━━━ Provided data ━━━
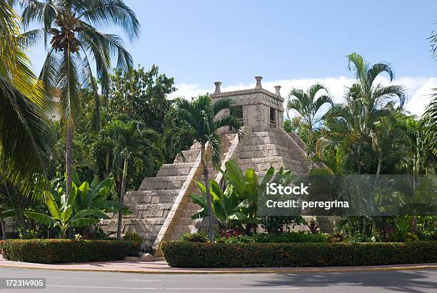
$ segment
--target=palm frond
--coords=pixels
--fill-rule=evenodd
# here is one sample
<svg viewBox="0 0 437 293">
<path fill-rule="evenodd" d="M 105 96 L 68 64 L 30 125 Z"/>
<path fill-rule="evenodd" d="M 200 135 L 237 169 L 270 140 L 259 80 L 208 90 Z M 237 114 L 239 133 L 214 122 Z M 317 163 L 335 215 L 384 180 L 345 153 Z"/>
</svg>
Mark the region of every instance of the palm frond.
<svg viewBox="0 0 437 293">
<path fill-rule="evenodd" d="M 86 0 L 76 6 L 78 18 L 93 26 L 115 25 L 122 29 L 130 40 L 140 34 L 140 24 L 132 9 L 121 0 Z"/>
</svg>

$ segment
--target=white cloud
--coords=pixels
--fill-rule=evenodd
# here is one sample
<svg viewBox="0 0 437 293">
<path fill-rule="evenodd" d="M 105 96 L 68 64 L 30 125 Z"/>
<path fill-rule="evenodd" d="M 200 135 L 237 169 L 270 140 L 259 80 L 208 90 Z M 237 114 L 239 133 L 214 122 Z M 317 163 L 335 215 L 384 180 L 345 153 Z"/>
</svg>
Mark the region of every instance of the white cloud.
<svg viewBox="0 0 437 293">
<path fill-rule="evenodd" d="M 326 86 L 333 97 L 334 102 L 341 103 L 343 101 L 345 89 L 350 86 L 354 79 L 341 76 L 338 77 L 328 77 L 321 79 L 283 79 L 276 81 L 263 80 L 263 88 L 268 91 L 275 92 L 274 86 L 281 86 L 281 93 L 282 96 L 286 96 L 291 89 L 298 88 L 306 90 L 308 86 L 316 82 L 321 83 Z M 378 82 L 383 84 L 388 84 L 388 79 L 383 76 L 378 79 Z M 431 98 L 430 94 L 432 89 L 437 88 L 437 77 L 409 77 L 404 76 L 395 79 L 393 84 L 400 84 L 406 88 L 407 92 L 407 101 L 405 109 L 406 111 L 416 115 L 421 115 L 426 106 L 429 104 Z M 207 92 L 211 93 L 214 91 L 214 86 L 211 82 L 209 88 L 202 87 L 199 84 L 176 84 L 178 91 L 169 95 L 169 99 L 177 96 L 190 98 L 204 94 Z M 255 86 L 255 80 L 250 84 L 237 84 L 233 85 L 222 85 L 221 91 L 236 91 L 238 89 L 251 89 Z"/>
</svg>

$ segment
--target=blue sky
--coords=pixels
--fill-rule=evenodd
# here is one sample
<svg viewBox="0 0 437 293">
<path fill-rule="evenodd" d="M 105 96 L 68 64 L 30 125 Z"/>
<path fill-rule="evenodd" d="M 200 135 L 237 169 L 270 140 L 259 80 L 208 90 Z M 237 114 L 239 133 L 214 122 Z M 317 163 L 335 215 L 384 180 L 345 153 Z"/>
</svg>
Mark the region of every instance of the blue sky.
<svg viewBox="0 0 437 293">
<path fill-rule="evenodd" d="M 345 59 L 353 51 L 391 62 L 411 107 L 423 104 L 414 113 L 437 85 L 426 39 L 437 28 L 437 1 L 126 2 L 142 26 L 140 39 L 126 42 L 135 63 L 174 76 L 177 95 L 211 91 L 216 80 L 225 89 L 251 86 L 261 75 L 267 87 L 281 82 L 283 95 L 319 81 L 341 96 L 353 77 Z M 31 54 L 37 71 L 42 50 Z"/>
</svg>

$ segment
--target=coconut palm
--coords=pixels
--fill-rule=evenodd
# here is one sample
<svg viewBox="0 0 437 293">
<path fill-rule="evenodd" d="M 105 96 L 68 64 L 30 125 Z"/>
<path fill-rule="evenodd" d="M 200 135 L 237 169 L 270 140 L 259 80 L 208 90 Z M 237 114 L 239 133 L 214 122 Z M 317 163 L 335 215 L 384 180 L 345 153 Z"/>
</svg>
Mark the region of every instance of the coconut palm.
<svg viewBox="0 0 437 293">
<path fill-rule="evenodd" d="M 433 100 L 423 114 L 424 129 L 427 146 L 437 156 L 437 89 Z"/>
<path fill-rule="evenodd" d="M 320 91 L 325 91 L 325 94 L 322 94 L 316 98 L 316 96 Z M 287 110 L 295 110 L 303 118 L 309 131 L 311 151 L 314 151 L 314 125 L 321 120 L 321 116 L 317 117 L 316 115 L 325 104 L 333 104 L 329 92 L 323 85 L 316 84 L 310 86 L 306 92 L 302 89 L 293 89 L 288 97 L 290 99 L 287 104 Z"/>
<path fill-rule="evenodd" d="M 41 28 L 26 31 L 30 44 L 43 40 L 49 44 L 40 79 L 51 97 L 60 100 L 61 120 L 66 125 L 66 172 L 67 194 L 71 190 L 72 146 L 74 121 L 79 114 L 79 89 L 89 88 L 99 104 L 97 86 L 91 71 L 107 94 L 111 58 L 117 68 L 127 70 L 132 58 L 117 35 L 98 28 L 121 28 L 132 40 L 138 37 L 139 24 L 134 11 L 121 0 L 21 0 L 23 24 L 39 23 Z"/>
<path fill-rule="evenodd" d="M 372 138 L 378 121 L 402 109 L 405 91 L 401 86 L 384 86 L 376 80 L 384 72 L 388 74 L 390 81 L 393 80 L 394 71 L 389 64 L 380 62 L 371 66 L 356 53 L 347 58 L 348 69 L 354 73 L 356 83 L 347 89 L 346 103 L 334 105 L 325 114 L 327 131 L 318 141 L 318 149 L 321 154 L 330 144 L 341 144 L 348 154 L 348 162 L 356 166 L 356 172 L 361 174 L 363 162 L 374 161 L 369 155 L 375 149 L 372 149 Z M 368 157 L 367 160 L 363 159 L 364 156 Z"/>
<path fill-rule="evenodd" d="M 126 116 L 120 115 L 101 130 L 99 141 L 94 146 L 96 149 L 111 149 L 114 154 L 113 172 L 116 175 L 116 182 L 121 182 L 120 188 L 117 188 L 121 204 L 117 223 L 118 239 L 121 234 L 122 207 L 129 166 L 134 162 L 136 169 L 140 170 L 144 164 L 144 159 L 160 156 L 160 150 L 156 146 L 158 140 L 156 131 L 146 128 L 139 121 L 129 121 Z"/>
<path fill-rule="evenodd" d="M 52 169 L 54 139 L 19 19 L 8 1 L 0 0 L 0 177 L 27 194 Z"/>
<path fill-rule="evenodd" d="M 226 111 L 228 114 L 226 114 Z M 220 167 L 221 141 L 218 129 L 231 126 L 238 131 L 239 137 L 242 136 L 243 129 L 236 118 L 238 111 L 238 107 L 231 99 L 221 99 L 213 102 L 211 97 L 206 95 L 191 101 L 177 99 L 175 109 L 170 114 L 177 126 L 171 134 L 172 144 L 179 154 L 182 154 L 181 146 L 186 145 L 187 141 L 198 142 L 201 146 L 208 209 L 208 232 L 211 242 L 214 242 L 214 233 L 208 164 L 211 160 L 214 167 Z M 221 114 L 218 115 L 218 113 Z"/>
</svg>

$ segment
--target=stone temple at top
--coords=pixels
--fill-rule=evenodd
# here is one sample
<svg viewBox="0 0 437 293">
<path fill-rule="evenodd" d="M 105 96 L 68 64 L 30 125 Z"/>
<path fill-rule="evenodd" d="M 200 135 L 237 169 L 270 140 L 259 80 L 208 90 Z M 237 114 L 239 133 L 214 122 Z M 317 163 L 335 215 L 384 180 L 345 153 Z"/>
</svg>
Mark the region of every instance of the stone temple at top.
<svg viewBox="0 0 437 293">
<path fill-rule="evenodd" d="M 213 101 L 230 98 L 241 107 L 244 136 L 238 139 L 231 129 L 219 129 L 223 149 L 221 169 L 230 159 L 246 171 L 252 168 L 263 176 L 271 166 L 275 169 L 283 167 L 297 175 L 308 174 L 308 161 L 303 141 L 293 132 L 283 128 L 283 101 L 280 86 L 272 93 L 261 85 L 261 76 L 256 76 L 253 89 L 221 92 L 221 82 L 215 82 L 216 89 L 211 94 Z M 204 228 L 207 221 L 192 219 L 191 217 L 201 207 L 191 202 L 189 195 L 196 192 L 194 180 L 202 181 L 200 146 L 194 144 L 184 151 L 185 160 L 176 157 L 172 164 L 165 164 L 156 177 L 145 178 L 138 191 L 129 192 L 125 204 L 132 214 L 123 217 L 122 233 L 136 232 L 144 239 L 144 244 L 153 247 L 160 254 L 162 241 L 178 239 L 186 232 L 196 232 Z M 210 168 L 210 178 L 220 182 L 221 174 Z M 115 232 L 117 216 L 104 220 L 106 232 Z"/>
</svg>

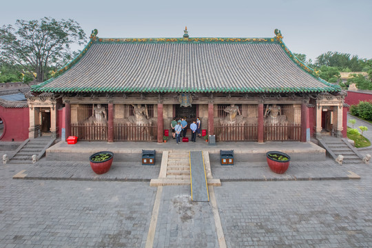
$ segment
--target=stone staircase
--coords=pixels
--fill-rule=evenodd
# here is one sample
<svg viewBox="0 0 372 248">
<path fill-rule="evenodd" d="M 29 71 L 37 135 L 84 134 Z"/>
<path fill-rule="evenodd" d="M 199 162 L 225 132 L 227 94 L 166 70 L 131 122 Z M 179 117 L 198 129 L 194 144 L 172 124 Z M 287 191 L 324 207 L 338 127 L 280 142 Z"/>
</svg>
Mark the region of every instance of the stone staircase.
<svg viewBox="0 0 372 248">
<path fill-rule="evenodd" d="M 10 158 L 9 163 L 32 163 L 32 155 L 37 155 L 37 160 L 39 160 L 54 140 L 55 138 L 51 138 L 50 136 L 25 140 L 17 148 L 14 155 Z"/>
<path fill-rule="evenodd" d="M 327 153 L 334 159 L 338 155 L 344 156 L 343 164 L 359 163 L 362 156 L 347 140 L 335 137 L 322 137 L 320 140 Z"/>
<path fill-rule="evenodd" d="M 208 185 L 220 186 L 220 179 L 214 179 L 211 175 L 208 152 L 203 152 Z M 163 152 L 159 176 L 151 180 L 150 186 L 187 185 L 191 185 L 189 151 Z"/>
<path fill-rule="evenodd" d="M 167 165 L 168 179 L 190 180 L 190 165 L 188 151 L 169 152 Z"/>
</svg>

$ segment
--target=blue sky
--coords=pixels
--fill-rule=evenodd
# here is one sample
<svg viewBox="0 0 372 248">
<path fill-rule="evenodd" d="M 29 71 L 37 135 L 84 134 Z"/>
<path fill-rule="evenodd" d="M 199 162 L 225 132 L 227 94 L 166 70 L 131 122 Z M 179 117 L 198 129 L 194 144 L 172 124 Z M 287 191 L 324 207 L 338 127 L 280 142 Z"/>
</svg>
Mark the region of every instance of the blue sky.
<svg viewBox="0 0 372 248">
<path fill-rule="evenodd" d="M 372 59 L 371 0 L 13 0 L 1 9 L 0 25 L 72 19 L 105 38 L 180 37 L 185 25 L 191 37 L 271 37 L 278 28 L 313 60 L 327 51 Z"/>
</svg>

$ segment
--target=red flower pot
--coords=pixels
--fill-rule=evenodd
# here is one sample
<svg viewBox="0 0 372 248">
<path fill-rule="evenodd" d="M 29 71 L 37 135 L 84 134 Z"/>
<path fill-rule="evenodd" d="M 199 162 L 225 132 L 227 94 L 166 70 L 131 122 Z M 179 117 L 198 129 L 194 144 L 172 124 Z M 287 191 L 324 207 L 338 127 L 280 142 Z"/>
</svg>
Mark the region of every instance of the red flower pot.
<svg viewBox="0 0 372 248">
<path fill-rule="evenodd" d="M 280 156 L 286 157 L 288 158 L 287 161 L 282 161 L 278 159 L 276 159 L 274 157 L 270 155 L 277 155 L 277 158 Z M 283 174 L 288 169 L 289 166 L 289 161 L 291 161 L 291 157 L 283 152 L 278 151 L 270 151 L 266 153 L 266 160 L 267 161 L 267 165 L 270 169 L 275 173 L 277 174 Z"/>
<path fill-rule="evenodd" d="M 110 158 L 105 159 L 102 161 L 94 161 L 92 160 L 94 156 L 103 154 L 107 154 L 110 156 Z M 96 172 L 98 174 L 103 174 L 109 171 L 112 165 L 112 160 L 114 158 L 114 154 L 111 152 L 99 152 L 92 155 L 89 160 L 90 161 L 90 167 L 93 172 Z"/>
</svg>

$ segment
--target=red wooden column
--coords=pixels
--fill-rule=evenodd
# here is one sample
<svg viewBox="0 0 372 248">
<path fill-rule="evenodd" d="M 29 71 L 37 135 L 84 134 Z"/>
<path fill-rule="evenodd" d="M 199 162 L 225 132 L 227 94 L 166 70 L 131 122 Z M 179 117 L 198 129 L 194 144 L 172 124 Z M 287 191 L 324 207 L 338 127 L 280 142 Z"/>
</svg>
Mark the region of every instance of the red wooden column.
<svg viewBox="0 0 372 248">
<path fill-rule="evenodd" d="M 107 141 L 114 142 L 114 103 L 108 104 Z"/>
<path fill-rule="evenodd" d="M 264 138 L 264 126 L 263 126 L 263 103 L 258 103 L 258 107 L 257 108 L 258 111 L 258 127 L 257 132 L 258 132 L 258 143 L 263 143 Z"/>
<path fill-rule="evenodd" d="M 163 103 L 158 103 L 158 143 L 163 143 Z"/>
<path fill-rule="evenodd" d="M 347 112 L 349 112 L 349 107 L 342 107 L 342 127 L 344 129 L 341 133 L 342 134 L 342 138 L 347 138 Z"/>
<path fill-rule="evenodd" d="M 65 138 L 67 140 L 71 136 L 71 105 L 69 101 L 65 103 Z"/>
<path fill-rule="evenodd" d="M 305 102 L 301 103 L 301 142 L 306 142 L 307 130 L 307 106 Z"/>
<path fill-rule="evenodd" d="M 208 135 L 214 134 L 214 105 L 208 103 Z"/>
</svg>

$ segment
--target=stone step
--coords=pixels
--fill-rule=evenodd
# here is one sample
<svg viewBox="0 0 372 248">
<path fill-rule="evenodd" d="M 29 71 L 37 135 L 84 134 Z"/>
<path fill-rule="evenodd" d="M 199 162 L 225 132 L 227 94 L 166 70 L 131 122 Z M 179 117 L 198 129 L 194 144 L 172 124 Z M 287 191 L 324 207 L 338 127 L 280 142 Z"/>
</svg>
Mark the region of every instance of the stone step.
<svg viewBox="0 0 372 248">
<path fill-rule="evenodd" d="M 23 151 L 23 150 L 21 150 L 19 151 L 17 155 L 21 155 L 21 156 L 32 156 L 34 154 L 35 155 L 37 155 L 39 154 L 40 152 L 29 152 L 29 151 Z"/>
<path fill-rule="evenodd" d="M 22 155 L 16 155 L 12 158 L 12 161 L 32 161 L 32 158 L 30 156 L 22 156 Z"/>
<path fill-rule="evenodd" d="M 340 144 L 329 144 L 326 143 L 326 144 L 330 147 L 349 147 L 349 146 L 344 143 Z"/>
<path fill-rule="evenodd" d="M 33 153 L 34 154 L 39 154 L 42 149 L 21 149 L 18 154 L 21 152 Z"/>
<path fill-rule="evenodd" d="M 209 186 L 221 186 L 220 179 L 207 179 Z M 151 179 L 150 186 L 165 186 L 165 185 L 190 185 L 190 179 Z"/>
<path fill-rule="evenodd" d="M 183 166 L 189 166 L 190 165 L 190 163 L 189 161 L 168 161 L 168 165 L 183 165 Z"/>
<path fill-rule="evenodd" d="M 189 158 L 189 154 L 174 154 L 169 153 L 168 154 L 168 158 Z"/>
<path fill-rule="evenodd" d="M 355 154 L 353 155 L 342 155 L 344 156 L 344 160 L 345 159 L 359 159 L 360 158 Z"/>
<path fill-rule="evenodd" d="M 360 163 L 362 161 L 360 159 L 344 159 L 342 164 L 354 164 Z"/>
<path fill-rule="evenodd" d="M 168 156 L 168 161 L 183 161 L 183 162 L 189 162 L 189 159 L 188 157 L 169 157 Z"/>
<path fill-rule="evenodd" d="M 167 175 L 168 179 L 189 179 L 190 180 L 190 175 Z"/>
<path fill-rule="evenodd" d="M 353 151 L 333 151 L 333 153 L 336 155 L 355 155 Z"/>
<path fill-rule="evenodd" d="M 189 165 L 168 165 L 168 166 L 167 166 L 167 169 L 170 169 L 170 170 L 176 170 L 176 169 L 185 169 L 185 170 L 189 170 L 190 169 L 190 166 Z"/>
<path fill-rule="evenodd" d="M 32 163 L 31 160 L 10 160 L 8 163 L 10 164 L 30 164 Z"/>
<path fill-rule="evenodd" d="M 26 145 L 25 145 L 24 147 L 22 147 L 22 149 L 41 149 L 42 150 L 45 147 L 46 145 L 28 145 L 27 144 Z"/>
<path fill-rule="evenodd" d="M 173 176 L 182 176 L 182 175 L 190 175 L 189 170 L 185 169 L 167 169 L 167 176 L 173 175 Z"/>
<path fill-rule="evenodd" d="M 332 151 L 352 151 L 349 147 L 333 147 L 331 149 L 332 149 Z"/>
</svg>

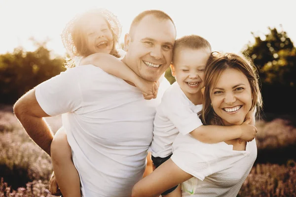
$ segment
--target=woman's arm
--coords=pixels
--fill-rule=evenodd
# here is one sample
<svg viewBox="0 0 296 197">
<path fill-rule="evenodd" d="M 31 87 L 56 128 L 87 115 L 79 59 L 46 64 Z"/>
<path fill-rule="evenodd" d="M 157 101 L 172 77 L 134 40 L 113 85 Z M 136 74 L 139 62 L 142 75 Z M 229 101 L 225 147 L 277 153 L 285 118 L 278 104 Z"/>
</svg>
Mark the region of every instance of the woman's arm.
<svg viewBox="0 0 296 197">
<path fill-rule="evenodd" d="M 155 197 L 192 177 L 170 159 L 135 185 L 132 197 Z"/>
<path fill-rule="evenodd" d="M 146 99 L 156 98 L 158 88 L 156 83 L 142 78 L 125 64 L 111 55 L 103 53 L 95 53 L 83 58 L 80 64 L 91 64 L 100 67 L 106 72 L 133 83 L 143 92 Z"/>
</svg>

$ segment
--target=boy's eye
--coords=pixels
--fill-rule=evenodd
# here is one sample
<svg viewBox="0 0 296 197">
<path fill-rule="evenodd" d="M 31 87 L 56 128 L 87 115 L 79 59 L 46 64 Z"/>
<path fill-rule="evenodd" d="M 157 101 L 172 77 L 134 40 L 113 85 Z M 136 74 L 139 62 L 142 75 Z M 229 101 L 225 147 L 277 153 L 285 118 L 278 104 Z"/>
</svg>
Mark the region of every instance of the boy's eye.
<svg viewBox="0 0 296 197">
<path fill-rule="evenodd" d="M 153 43 L 152 43 L 152 42 L 148 42 L 148 41 L 146 41 L 146 42 L 144 42 L 144 43 L 145 43 L 145 44 L 148 44 L 148 45 L 152 45 L 153 44 Z"/>
</svg>

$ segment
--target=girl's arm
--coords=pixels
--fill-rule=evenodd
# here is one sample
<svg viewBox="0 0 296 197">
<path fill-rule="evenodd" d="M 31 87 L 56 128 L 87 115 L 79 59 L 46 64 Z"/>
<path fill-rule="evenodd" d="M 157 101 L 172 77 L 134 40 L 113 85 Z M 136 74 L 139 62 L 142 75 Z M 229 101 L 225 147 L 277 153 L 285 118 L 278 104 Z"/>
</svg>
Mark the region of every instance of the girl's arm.
<svg viewBox="0 0 296 197">
<path fill-rule="evenodd" d="M 104 71 L 133 83 L 143 93 L 146 99 L 155 98 L 158 87 L 155 82 L 146 80 L 139 77 L 125 64 L 116 57 L 103 53 L 97 53 L 83 58 L 80 65 L 91 64 L 100 67 Z"/>
<path fill-rule="evenodd" d="M 170 159 L 135 185 L 132 197 L 159 197 L 165 191 L 192 177 Z"/>
<path fill-rule="evenodd" d="M 190 134 L 199 141 L 208 144 L 237 138 L 249 142 L 254 139 L 258 131 L 255 127 L 256 113 L 255 108 L 247 114 L 247 120 L 240 125 L 202 125 L 192 131 Z"/>
</svg>

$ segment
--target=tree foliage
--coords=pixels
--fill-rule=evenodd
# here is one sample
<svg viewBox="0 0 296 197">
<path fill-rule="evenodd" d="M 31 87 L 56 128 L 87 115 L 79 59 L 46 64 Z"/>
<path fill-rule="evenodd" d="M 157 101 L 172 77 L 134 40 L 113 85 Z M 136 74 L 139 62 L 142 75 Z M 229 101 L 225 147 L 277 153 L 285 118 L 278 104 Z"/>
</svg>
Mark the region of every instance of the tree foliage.
<svg viewBox="0 0 296 197">
<path fill-rule="evenodd" d="M 0 103 L 14 103 L 29 90 L 65 70 L 64 59 L 52 58 L 46 42 L 36 42 L 35 51 L 20 47 L 0 55 Z"/>
<path fill-rule="evenodd" d="M 253 33 L 255 43 L 249 43 L 243 53 L 259 71 L 264 112 L 295 114 L 296 48 L 284 30 L 268 30 L 263 37 Z"/>
<path fill-rule="evenodd" d="M 294 86 L 296 83 L 296 48 L 283 30 L 268 28 L 265 39 L 253 33 L 255 43 L 245 51 L 258 66 L 263 83 Z"/>
</svg>

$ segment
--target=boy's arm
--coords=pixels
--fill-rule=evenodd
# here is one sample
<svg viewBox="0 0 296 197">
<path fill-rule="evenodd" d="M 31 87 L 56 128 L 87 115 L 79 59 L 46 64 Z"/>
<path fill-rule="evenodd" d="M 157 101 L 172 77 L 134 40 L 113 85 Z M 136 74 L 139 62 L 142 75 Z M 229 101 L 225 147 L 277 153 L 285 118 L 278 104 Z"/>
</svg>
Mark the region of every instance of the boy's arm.
<svg viewBox="0 0 296 197">
<path fill-rule="evenodd" d="M 109 74 L 133 83 L 143 92 L 145 98 L 156 98 L 158 86 L 155 82 L 148 81 L 141 78 L 125 64 L 111 55 L 103 53 L 93 54 L 83 58 L 80 64 L 91 64 L 100 67 Z M 151 96 L 149 97 L 149 96 Z"/>
<path fill-rule="evenodd" d="M 222 126 L 202 125 L 189 133 L 199 141 L 208 144 L 241 138 L 251 141 L 255 137 L 257 129 L 250 125 L 252 118 L 248 118 L 241 125 Z"/>
</svg>

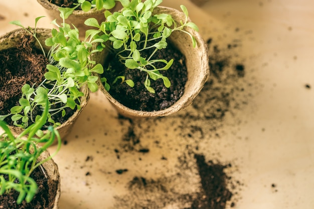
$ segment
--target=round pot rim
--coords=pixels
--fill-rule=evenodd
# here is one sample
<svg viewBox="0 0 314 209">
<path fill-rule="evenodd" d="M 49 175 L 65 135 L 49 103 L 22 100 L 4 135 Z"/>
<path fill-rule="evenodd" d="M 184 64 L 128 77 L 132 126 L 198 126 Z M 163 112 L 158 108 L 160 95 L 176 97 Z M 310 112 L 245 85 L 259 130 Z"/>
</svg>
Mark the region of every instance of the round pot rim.
<svg viewBox="0 0 314 209">
<path fill-rule="evenodd" d="M 17 29 L 15 29 L 14 30 L 11 31 L 6 34 L 0 36 L 0 45 L 2 44 L 3 41 L 2 40 L 5 40 L 6 38 L 10 37 L 10 36 L 14 36 L 15 34 L 22 34 L 25 33 L 25 30 L 24 29 L 19 28 Z M 38 28 L 36 29 L 36 33 L 37 34 L 39 35 L 47 35 L 48 34 L 51 34 L 51 29 L 46 29 L 46 28 Z M 46 33 L 46 34 L 45 34 Z M 36 41 L 35 41 L 36 43 Z M 42 42 L 42 41 L 41 41 Z M 43 46 L 44 47 L 44 45 L 43 45 Z M 9 47 L 10 48 L 10 47 Z M 61 136 L 65 137 L 66 134 L 68 133 L 67 132 L 67 128 L 70 128 L 70 127 L 68 127 L 67 126 L 71 126 L 74 123 L 75 119 L 77 118 L 80 113 L 82 112 L 84 108 L 86 106 L 87 103 L 89 100 L 90 95 L 90 91 L 87 86 L 87 84 L 85 84 L 81 88 L 81 91 L 84 94 L 84 95 L 82 97 L 84 98 L 84 99 L 82 99 L 82 98 L 80 99 L 81 103 L 80 106 L 81 106 L 81 108 L 79 110 L 77 110 L 75 112 L 73 113 L 73 114 L 65 122 L 61 124 L 61 125 L 58 126 L 56 128 L 56 129 L 58 130 L 59 132 L 61 132 L 62 130 L 64 131 L 65 134 L 64 135 L 62 135 L 61 134 Z M 9 126 L 10 129 L 14 132 L 14 133 L 17 135 L 21 133 L 24 129 L 22 128 L 15 126 Z M 45 130 L 44 132 L 46 132 L 47 131 Z"/>
<path fill-rule="evenodd" d="M 155 12 L 156 10 L 158 11 L 156 13 L 165 13 L 167 11 L 170 11 L 172 14 L 179 14 L 178 15 L 181 16 L 184 15 L 183 12 L 179 11 L 178 10 L 167 7 L 158 6 L 156 9 L 155 9 L 154 12 Z M 154 12 L 153 12 L 153 14 L 154 13 Z M 188 20 L 189 21 L 191 21 L 190 19 Z M 186 88 L 185 89 L 185 93 L 179 99 L 179 100 L 178 100 L 178 101 L 175 103 L 173 105 L 165 109 L 153 111 L 144 111 L 131 109 L 117 101 L 104 89 L 103 85 L 100 81 L 99 76 L 97 83 L 98 84 L 101 91 L 105 94 L 110 103 L 111 103 L 116 107 L 118 112 L 122 115 L 130 117 L 161 117 L 168 116 L 182 109 L 184 109 L 187 107 L 192 103 L 193 100 L 203 88 L 205 83 L 208 79 L 209 76 L 209 65 L 208 64 L 209 60 L 208 56 L 208 48 L 204 39 L 198 32 L 197 32 L 190 28 L 187 28 L 187 30 L 189 30 L 189 31 L 191 33 L 191 34 L 192 34 L 193 36 L 195 38 L 198 44 L 197 50 L 200 52 L 200 54 L 199 55 L 201 56 L 200 60 L 201 60 L 200 62 L 201 62 L 201 63 L 200 63 L 199 66 L 200 67 L 202 67 L 201 70 L 203 73 L 202 75 L 200 75 L 199 78 L 198 78 L 199 79 L 199 81 L 198 82 L 199 85 L 198 86 L 196 89 L 192 89 L 192 91 L 189 93 L 186 93 L 187 90 Z M 171 41 L 171 36 L 170 37 L 170 41 Z M 200 53 L 200 52 L 202 53 Z M 188 58 L 186 58 L 186 59 L 187 59 Z M 188 69 L 188 71 L 189 71 Z M 188 80 L 187 81 L 187 83 L 189 82 L 189 81 Z M 186 86 L 187 84 L 186 84 Z M 189 94 L 189 96 L 187 96 L 187 94 Z"/>
<path fill-rule="evenodd" d="M 58 6 L 51 3 L 48 0 L 37 0 L 37 2 L 44 8 L 48 10 L 58 11 L 58 9 L 61 8 Z M 106 10 L 98 10 L 96 8 L 92 8 L 88 12 L 84 12 L 82 10 L 74 10 L 72 15 L 75 16 L 89 16 L 91 14 L 100 14 L 103 13 Z"/>
</svg>

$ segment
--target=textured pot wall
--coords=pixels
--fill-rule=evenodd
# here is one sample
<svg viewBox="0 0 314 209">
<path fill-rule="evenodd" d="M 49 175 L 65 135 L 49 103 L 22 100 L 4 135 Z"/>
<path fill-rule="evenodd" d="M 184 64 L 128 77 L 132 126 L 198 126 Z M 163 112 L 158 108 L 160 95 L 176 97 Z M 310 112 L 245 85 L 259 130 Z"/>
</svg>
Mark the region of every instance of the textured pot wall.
━━━
→ **Task prompt**
From the items above, pick out and copy every line that contains the string "temple". Treat the match as case-sensitive.

→ **Answer for this exercise**
--target=stone temple at top
Mark the region of every instance of the stone temple at top.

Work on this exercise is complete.